> [WHAT IS REQUIRED] A single number is the answer: how many lines of the data hold "colon"?

▬▬▬▬▬▬

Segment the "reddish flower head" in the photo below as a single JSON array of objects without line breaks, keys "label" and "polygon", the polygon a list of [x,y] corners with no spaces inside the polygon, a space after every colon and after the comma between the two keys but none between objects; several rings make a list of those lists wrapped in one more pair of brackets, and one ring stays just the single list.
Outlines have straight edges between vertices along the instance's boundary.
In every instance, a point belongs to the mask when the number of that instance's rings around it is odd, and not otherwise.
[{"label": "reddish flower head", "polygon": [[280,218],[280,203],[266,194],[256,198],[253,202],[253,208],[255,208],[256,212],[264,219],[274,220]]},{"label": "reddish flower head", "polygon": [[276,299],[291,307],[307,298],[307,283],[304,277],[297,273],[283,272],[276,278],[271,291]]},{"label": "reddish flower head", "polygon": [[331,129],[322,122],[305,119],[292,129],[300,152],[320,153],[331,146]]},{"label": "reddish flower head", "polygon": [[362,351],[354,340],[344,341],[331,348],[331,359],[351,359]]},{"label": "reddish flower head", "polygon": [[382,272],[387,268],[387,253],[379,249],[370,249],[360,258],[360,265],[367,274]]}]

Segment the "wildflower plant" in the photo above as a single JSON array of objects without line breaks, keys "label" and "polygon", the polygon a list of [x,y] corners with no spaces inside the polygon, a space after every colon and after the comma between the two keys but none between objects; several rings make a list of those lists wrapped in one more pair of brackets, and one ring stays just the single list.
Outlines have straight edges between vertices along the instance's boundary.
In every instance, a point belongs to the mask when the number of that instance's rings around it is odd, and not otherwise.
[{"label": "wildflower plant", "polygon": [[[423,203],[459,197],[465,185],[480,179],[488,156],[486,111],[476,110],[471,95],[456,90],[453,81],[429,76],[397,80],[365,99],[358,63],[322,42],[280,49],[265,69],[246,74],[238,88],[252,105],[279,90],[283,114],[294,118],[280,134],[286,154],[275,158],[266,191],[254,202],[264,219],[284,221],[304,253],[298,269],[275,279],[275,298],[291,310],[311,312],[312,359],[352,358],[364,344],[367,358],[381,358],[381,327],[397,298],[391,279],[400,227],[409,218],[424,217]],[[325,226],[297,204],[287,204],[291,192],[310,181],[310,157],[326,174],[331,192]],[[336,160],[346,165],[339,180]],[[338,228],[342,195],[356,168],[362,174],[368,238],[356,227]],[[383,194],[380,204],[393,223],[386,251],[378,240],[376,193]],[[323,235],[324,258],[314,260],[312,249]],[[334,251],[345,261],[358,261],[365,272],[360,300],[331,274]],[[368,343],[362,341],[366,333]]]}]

▬▬▬▬▬▬

> [RESPONSE] 2